Given request. Copy every line of the data below that contains the word "light". Matching is case-sensitive.

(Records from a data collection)
╭──
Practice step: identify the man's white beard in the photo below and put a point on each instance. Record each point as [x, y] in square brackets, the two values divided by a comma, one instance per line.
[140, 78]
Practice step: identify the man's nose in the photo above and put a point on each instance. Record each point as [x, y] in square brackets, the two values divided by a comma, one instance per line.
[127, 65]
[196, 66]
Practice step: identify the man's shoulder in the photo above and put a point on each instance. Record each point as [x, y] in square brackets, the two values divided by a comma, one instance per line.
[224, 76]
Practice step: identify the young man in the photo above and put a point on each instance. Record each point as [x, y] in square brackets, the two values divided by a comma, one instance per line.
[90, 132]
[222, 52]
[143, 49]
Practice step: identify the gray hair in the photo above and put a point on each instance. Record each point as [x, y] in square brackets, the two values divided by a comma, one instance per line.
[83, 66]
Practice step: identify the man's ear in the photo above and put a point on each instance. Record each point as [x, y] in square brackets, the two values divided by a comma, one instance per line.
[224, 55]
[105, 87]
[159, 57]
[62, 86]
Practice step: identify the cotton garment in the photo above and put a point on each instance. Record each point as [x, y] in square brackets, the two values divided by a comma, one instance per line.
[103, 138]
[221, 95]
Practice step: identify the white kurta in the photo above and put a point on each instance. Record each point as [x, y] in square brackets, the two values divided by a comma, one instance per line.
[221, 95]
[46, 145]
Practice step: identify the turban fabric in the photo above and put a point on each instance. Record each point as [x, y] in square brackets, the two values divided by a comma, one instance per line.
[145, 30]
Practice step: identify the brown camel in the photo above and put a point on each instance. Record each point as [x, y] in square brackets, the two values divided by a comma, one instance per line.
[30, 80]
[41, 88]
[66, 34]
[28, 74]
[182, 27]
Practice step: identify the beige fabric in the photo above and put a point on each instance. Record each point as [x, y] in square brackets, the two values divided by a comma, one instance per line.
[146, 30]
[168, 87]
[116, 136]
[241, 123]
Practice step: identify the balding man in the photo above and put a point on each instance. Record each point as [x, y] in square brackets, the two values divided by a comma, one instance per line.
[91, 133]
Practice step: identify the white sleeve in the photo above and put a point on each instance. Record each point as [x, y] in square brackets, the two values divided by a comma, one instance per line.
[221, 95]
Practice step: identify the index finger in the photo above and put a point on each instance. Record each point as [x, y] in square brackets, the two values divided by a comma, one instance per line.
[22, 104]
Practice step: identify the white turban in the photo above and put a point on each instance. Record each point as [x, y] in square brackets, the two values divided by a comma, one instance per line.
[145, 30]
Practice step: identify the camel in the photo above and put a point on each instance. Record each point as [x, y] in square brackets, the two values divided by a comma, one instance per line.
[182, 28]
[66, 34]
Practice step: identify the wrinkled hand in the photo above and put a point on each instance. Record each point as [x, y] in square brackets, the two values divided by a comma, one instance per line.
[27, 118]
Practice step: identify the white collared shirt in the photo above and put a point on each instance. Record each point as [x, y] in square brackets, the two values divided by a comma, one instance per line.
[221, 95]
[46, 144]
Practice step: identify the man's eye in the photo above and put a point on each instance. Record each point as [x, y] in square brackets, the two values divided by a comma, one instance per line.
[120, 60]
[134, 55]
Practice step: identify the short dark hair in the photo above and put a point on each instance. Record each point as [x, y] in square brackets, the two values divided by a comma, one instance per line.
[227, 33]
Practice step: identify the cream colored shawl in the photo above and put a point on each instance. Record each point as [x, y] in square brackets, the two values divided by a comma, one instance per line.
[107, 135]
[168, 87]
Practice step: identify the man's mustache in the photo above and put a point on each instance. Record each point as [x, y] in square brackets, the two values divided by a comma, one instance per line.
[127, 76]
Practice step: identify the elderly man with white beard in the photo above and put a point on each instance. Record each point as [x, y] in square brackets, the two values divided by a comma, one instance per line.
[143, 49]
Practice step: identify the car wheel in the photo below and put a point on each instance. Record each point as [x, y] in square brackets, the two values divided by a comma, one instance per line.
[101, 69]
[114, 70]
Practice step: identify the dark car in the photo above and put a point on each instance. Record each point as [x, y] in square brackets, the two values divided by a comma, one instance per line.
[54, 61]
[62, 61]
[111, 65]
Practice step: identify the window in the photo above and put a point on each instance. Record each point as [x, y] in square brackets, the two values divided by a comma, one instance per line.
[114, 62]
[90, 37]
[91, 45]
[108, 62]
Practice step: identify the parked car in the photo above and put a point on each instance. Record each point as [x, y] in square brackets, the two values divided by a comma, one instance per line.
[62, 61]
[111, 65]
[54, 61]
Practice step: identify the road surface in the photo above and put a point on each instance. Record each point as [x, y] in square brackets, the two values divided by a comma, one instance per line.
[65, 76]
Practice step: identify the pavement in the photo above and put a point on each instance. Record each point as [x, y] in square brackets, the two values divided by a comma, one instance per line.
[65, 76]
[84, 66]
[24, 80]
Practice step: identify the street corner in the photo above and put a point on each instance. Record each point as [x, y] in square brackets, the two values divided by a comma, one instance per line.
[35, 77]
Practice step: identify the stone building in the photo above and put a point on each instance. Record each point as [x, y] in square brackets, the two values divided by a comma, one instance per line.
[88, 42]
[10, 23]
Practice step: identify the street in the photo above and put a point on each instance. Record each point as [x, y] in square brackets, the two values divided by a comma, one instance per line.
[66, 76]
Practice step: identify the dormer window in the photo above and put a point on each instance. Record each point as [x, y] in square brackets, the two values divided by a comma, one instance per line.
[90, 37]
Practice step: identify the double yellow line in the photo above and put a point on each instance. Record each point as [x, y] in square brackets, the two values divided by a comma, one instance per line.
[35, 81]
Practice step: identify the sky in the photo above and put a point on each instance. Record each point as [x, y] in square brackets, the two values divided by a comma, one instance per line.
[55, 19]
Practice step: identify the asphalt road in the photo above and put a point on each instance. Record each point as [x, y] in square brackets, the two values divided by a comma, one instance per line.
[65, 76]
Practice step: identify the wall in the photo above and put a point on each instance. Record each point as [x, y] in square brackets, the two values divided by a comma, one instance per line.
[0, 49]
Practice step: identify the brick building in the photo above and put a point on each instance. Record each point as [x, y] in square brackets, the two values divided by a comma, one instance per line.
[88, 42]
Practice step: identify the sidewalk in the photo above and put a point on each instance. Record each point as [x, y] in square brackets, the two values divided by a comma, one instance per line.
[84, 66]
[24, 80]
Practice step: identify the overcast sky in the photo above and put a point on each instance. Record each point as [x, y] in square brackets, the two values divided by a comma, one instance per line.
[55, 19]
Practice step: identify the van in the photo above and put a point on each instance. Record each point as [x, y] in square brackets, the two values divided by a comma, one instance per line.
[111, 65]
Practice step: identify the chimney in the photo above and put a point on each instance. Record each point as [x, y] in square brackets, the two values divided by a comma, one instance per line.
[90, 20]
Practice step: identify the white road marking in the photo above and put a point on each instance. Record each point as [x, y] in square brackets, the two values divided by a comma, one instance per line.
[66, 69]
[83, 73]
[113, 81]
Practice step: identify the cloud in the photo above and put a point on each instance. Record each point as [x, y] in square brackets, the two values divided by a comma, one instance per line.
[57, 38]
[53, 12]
╰──
╭──
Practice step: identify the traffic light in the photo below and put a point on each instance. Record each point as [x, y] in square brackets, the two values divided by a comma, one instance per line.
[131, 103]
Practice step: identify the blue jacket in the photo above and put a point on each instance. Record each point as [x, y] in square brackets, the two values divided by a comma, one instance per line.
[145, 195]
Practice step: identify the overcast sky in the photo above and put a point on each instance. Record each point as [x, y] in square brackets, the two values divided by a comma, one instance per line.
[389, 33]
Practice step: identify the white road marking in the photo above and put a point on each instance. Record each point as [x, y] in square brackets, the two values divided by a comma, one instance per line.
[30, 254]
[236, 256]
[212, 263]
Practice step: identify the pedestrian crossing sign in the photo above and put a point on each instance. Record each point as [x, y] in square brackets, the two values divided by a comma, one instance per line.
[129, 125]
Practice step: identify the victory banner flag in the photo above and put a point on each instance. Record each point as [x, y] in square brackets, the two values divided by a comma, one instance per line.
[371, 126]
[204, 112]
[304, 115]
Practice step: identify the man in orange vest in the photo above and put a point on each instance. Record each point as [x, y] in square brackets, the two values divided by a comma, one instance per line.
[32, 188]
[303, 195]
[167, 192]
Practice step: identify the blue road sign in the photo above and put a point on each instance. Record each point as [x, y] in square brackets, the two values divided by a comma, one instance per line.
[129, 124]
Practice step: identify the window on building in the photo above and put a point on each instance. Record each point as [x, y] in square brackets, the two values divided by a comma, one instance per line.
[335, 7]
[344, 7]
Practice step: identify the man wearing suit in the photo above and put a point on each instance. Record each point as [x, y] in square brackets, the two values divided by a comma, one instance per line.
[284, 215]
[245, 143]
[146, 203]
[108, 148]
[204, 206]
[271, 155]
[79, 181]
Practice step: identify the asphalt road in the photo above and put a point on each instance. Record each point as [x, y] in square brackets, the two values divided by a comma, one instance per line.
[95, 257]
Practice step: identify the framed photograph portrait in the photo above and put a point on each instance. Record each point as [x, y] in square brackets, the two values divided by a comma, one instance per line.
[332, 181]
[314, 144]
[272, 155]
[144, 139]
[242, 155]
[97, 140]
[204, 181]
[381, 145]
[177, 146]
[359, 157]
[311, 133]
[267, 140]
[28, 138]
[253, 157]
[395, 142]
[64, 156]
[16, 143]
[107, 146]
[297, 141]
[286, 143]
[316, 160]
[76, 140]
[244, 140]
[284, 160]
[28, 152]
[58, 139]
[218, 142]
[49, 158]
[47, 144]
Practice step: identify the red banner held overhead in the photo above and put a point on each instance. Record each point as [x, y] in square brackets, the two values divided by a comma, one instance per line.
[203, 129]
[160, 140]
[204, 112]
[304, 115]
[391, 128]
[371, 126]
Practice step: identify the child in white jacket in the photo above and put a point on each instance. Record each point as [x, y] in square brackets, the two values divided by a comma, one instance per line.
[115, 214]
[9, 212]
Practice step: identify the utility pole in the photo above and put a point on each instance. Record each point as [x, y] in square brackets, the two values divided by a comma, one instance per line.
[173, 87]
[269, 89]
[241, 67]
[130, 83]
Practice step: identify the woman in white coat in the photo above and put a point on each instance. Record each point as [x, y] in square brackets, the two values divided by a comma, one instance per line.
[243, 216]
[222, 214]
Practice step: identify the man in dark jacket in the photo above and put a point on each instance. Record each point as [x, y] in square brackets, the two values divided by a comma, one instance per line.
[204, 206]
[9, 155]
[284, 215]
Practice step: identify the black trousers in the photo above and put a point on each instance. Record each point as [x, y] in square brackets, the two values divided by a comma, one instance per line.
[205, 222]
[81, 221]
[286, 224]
╰──
╭──
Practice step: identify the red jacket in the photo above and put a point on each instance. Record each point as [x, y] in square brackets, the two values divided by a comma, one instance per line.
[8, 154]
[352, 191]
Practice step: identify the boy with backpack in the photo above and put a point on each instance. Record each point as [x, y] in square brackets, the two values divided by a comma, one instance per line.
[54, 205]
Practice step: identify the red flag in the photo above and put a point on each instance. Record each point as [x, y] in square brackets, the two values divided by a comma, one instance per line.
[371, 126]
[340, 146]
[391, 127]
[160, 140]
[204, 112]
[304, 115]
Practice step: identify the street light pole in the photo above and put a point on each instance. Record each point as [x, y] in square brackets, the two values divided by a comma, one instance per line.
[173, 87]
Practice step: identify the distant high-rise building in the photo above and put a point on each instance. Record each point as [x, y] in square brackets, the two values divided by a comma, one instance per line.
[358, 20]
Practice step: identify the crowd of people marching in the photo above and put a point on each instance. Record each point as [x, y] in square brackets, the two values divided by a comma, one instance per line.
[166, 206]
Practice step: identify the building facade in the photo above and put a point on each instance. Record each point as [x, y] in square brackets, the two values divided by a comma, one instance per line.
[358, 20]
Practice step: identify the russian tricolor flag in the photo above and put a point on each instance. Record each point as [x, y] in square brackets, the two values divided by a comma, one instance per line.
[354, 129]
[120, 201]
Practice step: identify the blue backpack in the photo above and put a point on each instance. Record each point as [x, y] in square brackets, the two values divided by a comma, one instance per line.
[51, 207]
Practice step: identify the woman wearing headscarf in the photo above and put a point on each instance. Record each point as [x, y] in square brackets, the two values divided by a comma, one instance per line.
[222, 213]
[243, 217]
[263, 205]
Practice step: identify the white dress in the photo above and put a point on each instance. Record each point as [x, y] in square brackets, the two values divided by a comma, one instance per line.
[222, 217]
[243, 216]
╰──
Solution.
Practice step: identify the traffic light in the photo below and put a point on each instance. Record each point as [x, y] in square brackets, the two values divided by a comma, one instance per line.
Practice step: identify the street light pole in the photo above and put a point on each instance. Record each point as [x, y] in square brackets, the two values divided by a comma, one instance per line.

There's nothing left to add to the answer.